Would you please repeat exactly the lines from the one containing "the black leather" to the end of the records, both included, and leave out the rest?
___ Input data
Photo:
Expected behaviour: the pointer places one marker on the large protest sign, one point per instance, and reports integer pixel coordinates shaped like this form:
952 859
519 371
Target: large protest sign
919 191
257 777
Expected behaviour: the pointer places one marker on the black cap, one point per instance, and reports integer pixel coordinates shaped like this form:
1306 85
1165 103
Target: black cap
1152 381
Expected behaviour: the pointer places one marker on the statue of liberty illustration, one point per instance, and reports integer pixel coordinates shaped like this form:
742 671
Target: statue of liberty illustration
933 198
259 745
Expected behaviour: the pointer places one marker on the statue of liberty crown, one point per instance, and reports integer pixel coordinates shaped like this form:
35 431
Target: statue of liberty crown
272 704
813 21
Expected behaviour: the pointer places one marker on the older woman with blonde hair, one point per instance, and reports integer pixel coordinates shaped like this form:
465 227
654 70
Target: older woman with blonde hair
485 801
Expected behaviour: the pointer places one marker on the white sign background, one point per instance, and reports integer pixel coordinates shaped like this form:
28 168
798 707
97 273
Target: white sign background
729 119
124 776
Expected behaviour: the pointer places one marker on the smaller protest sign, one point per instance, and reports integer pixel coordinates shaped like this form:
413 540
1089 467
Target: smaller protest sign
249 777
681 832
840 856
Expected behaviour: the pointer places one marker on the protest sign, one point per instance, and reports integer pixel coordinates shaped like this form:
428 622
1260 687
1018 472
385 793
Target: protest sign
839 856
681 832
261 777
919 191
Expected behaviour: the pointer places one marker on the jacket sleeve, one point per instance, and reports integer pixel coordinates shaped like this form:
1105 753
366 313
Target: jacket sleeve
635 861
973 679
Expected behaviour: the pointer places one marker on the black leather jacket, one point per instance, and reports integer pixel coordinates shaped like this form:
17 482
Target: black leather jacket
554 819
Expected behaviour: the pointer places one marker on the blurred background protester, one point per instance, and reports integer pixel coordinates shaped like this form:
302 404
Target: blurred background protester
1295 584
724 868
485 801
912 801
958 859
______
Task answer:
Expected behaviour: the pointer places one marker on the black leather jacket, one point per instance, and reports integer pixel coordinates shaped like this form:
17 482
Target: black leather jacket
554 819
Expected behaviour: the pointer places one marker on the blurred background protester, one point per instance, and reports integer pixel coordinates shaped like this form:
302 404
Target: blurred background protester
1295 584
724 868
485 801
912 801
958 859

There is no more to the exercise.